**Directions:**
Among the lines below, a stretch begins at the one with "Task: If you could tag each instance of the blonde" and ends at the one with "Target: green jacket". Repeat that stretch exactly, ends included.

**Available data:**
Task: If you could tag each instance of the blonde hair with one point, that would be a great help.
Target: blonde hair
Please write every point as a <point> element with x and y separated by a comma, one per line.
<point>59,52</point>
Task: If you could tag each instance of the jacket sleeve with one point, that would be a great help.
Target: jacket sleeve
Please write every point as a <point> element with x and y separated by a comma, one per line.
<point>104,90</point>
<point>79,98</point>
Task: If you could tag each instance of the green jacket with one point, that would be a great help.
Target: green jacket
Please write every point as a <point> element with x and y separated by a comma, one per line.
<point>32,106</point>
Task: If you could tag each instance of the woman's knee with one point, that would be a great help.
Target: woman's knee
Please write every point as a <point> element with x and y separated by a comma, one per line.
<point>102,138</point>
==
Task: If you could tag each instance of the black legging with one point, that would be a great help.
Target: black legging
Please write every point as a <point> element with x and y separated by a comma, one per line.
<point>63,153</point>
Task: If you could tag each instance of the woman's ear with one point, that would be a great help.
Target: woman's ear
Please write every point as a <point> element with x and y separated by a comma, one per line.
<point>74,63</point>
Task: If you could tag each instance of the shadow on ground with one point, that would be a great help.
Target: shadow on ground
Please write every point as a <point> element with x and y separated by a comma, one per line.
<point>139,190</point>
* * *
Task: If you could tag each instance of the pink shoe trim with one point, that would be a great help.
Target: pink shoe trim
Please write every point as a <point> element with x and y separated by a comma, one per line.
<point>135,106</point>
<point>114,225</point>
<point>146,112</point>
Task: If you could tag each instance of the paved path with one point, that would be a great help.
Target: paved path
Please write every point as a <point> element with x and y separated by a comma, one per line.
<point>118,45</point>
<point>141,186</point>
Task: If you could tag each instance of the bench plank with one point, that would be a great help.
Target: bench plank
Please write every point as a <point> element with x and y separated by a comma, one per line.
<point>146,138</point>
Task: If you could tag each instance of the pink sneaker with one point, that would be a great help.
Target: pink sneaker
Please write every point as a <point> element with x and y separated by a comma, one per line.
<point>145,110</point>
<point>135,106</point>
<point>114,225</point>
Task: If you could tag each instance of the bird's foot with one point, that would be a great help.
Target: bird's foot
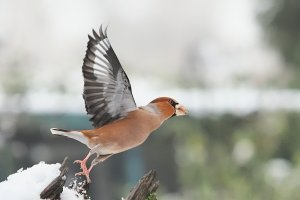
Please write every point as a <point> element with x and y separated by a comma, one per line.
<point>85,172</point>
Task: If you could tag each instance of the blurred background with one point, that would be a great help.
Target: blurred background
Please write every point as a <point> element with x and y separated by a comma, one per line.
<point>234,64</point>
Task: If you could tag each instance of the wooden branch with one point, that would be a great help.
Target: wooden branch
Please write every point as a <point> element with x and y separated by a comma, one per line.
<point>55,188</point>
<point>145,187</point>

**Output:**
Task: If you could tag each instance of the blonde hair with one point, that would be a great help.
Target: blonde hair
Please write every point as a <point> element with x and y separated by a comma, one per line.
<point>59,52</point>
Task: If you could tag each instance of the jacket sleeve with one point, that would be a great help.
Target: jacket sleeve
Please write every point as a <point> element with x and y separated by a comma, one per line.
<point>104,90</point>
<point>79,98</point>
Task: If you could tag each instance of the green jacket with one point, that would be a great help.
Target: green jacket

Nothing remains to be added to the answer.